Objetivo 1:
Explica, según el texto sobre la paleta de colores, por qué el ejercicio se describe como extravertido e introspectivo a la vez.
Objetivo 2:
Continúa, por favor, el texto sobre la paleta de colores a partir de su última oración.

Texto de lectura:
════════════════════

Igual que en la
paleta de colores que llena los planos compositivos de este trabajo, nos habita
un mundo de contrastes. Los rojizos cálidos, magenta, son los tonos de la
carne, el cuerpo, la sangre. El turquesa amarillento, cian pálido, viste a esa
materialidad de opacidad voluminosa y presente.
La
representación expresiva y rústica del ser que ocupa el centro de la escena, es
rotunda y a la vez no significa nada. Lo que importa, lo que nos interpela, es
aquello que está debajo de lo visible. A través de la emoción, lo íntimo se
manifiesta en el exterior para ser comunicado. Somos un todo dividido en
unidades que buscan hacer contacto entre sí en forma constante. El plano de lo
humano encuentra en esa interacción un sosiego a su yermo, un destino para el
alma que vaga sin rumbo fijo. Se trata de un ejercicio extravertido e
introspectivo, porque ambas direcciones son un movimiento de la misma
naturaleza del existir.

════════════════════

(Parte de un archivo de datos)

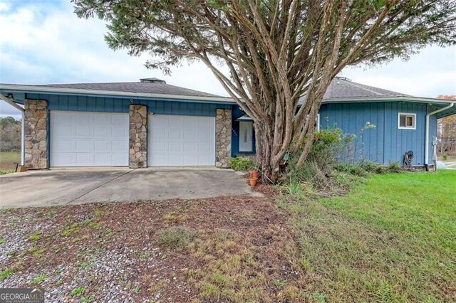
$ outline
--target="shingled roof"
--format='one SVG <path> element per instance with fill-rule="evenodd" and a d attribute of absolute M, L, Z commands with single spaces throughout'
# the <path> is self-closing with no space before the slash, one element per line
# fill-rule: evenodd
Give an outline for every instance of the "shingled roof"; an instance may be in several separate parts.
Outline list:
<path fill-rule="evenodd" d="M 200 92 L 189 88 L 166 84 L 166 82 L 155 78 L 140 79 L 140 82 L 119 82 L 103 83 L 75 83 L 75 84 L 46 84 L 33 85 L 37 87 L 70 88 L 76 90 L 90 90 L 122 92 L 136 92 L 175 95 L 194 97 L 215 97 L 221 96 Z"/>
<path fill-rule="evenodd" d="M 337 77 L 329 85 L 329 87 L 328 87 L 323 99 L 381 98 L 388 97 L 412 96 L 402 92 L 356 83 L 346 78 Z"/>

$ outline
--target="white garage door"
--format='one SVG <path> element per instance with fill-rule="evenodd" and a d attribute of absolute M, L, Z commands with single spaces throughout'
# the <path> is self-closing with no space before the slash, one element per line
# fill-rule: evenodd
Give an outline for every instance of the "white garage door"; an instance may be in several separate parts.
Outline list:
<path fill-rule="evenodd" d="M 51 166 L 128 166 L 128 114 L 51 111 Z"/>
<path fill-rule="evenodd" d="M 215 117 L 149 115 L 148 165 L 215 165 Z"/>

════════════════════

Respuesta escrita 1:
El ejercicio es extravertido e introspectivo porque ambas direcciones son un movimiento de la misma naturaleza del existir.

Respuesta escrita 2:
Como en capas
de una cebolla, nuestro ser está cubierto por una determinada corporalidad, un
rostro, un nombre, una serie de preferencias basadas en elecciones, un conjunto
de apegos que conforman la identidad. Y bajo todos esos velos, se halla un ente
independiente de esos elementos. Eso es quizá lo que escondemos, tanto en
proyección hacia el exterior como hacia nosotros mismos. Una vulnerabilidad
inconsolable, pero a la vez también una fortaleza de magnitudes que
desconocidas. Paradójicamente, eso que escondemos se transforma así en lo más
visible, aquello que somos más allá de lo que aparentamos. Lo que nos iguala al
margen de cualquier diferencia, y lo que nos distingue pese a toda similitud.
La parábola de lo oculto y lo revelado se vuelve sucesión infinita,
indescifrable y vivaz.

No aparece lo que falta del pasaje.